> [EXERCISE AIM]: Please extract every line from the entries below that contains the word "post" and copy each of those lines in full.

(Point labels for objects)
------------------------------------------------------------------------

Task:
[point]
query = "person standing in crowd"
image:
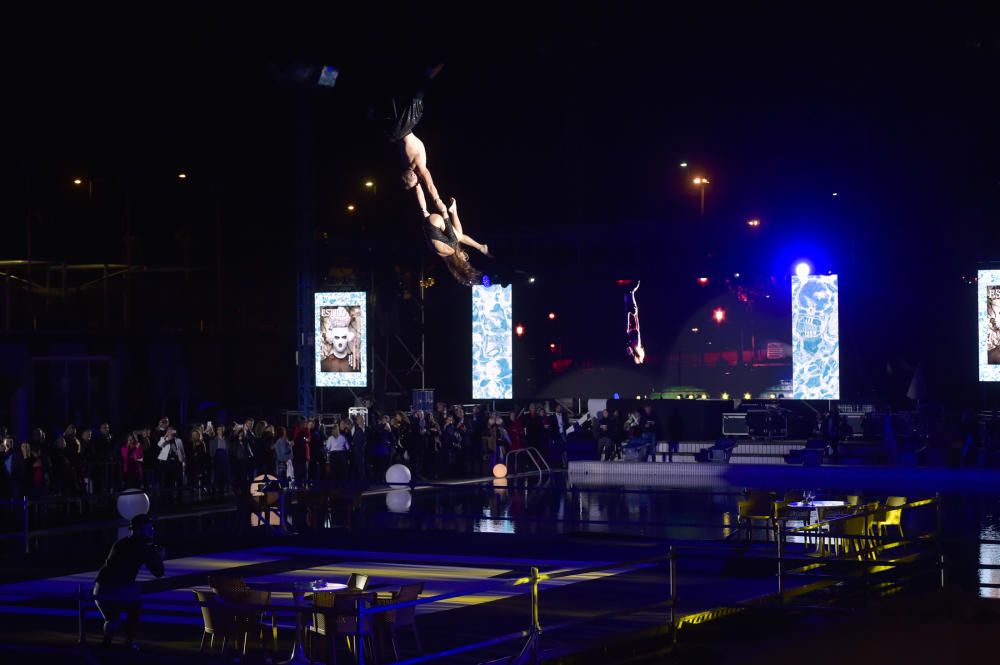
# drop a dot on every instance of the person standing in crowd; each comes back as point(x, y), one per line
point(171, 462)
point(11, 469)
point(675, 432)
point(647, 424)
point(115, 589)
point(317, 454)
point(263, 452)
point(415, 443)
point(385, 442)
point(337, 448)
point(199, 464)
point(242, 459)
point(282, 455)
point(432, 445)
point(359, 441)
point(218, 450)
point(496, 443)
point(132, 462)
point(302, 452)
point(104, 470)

------------------------------------------------------------------------

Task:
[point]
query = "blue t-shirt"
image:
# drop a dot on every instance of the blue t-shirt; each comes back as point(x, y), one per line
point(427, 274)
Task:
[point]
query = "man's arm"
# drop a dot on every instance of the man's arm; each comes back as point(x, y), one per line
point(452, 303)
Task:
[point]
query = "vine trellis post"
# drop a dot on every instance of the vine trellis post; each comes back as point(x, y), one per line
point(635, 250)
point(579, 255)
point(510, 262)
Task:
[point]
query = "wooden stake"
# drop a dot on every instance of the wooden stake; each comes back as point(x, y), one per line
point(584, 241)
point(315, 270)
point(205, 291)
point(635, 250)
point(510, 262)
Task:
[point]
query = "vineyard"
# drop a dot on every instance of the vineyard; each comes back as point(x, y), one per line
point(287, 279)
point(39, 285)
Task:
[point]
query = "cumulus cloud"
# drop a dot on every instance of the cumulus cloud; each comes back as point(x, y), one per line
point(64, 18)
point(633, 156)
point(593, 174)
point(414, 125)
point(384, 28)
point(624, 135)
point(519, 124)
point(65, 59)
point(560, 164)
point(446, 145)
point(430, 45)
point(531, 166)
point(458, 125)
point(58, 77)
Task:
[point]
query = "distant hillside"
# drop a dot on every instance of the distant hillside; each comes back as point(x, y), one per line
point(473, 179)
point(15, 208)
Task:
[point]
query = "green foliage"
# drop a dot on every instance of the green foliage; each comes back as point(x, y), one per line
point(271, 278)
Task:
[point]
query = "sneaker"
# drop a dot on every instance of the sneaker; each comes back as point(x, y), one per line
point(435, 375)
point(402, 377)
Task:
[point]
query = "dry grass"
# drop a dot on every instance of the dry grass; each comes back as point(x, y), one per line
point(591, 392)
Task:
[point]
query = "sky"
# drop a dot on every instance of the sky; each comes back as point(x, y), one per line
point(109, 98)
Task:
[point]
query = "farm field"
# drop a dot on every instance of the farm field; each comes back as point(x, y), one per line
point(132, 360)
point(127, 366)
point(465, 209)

------------------------------------------------------------------------

> [SOLUTION TO THIS EXERCISE]:
query = "vine trellis post"
# drop a dot on every instance of the vine trellis post; each comes back as point(x, y), one per line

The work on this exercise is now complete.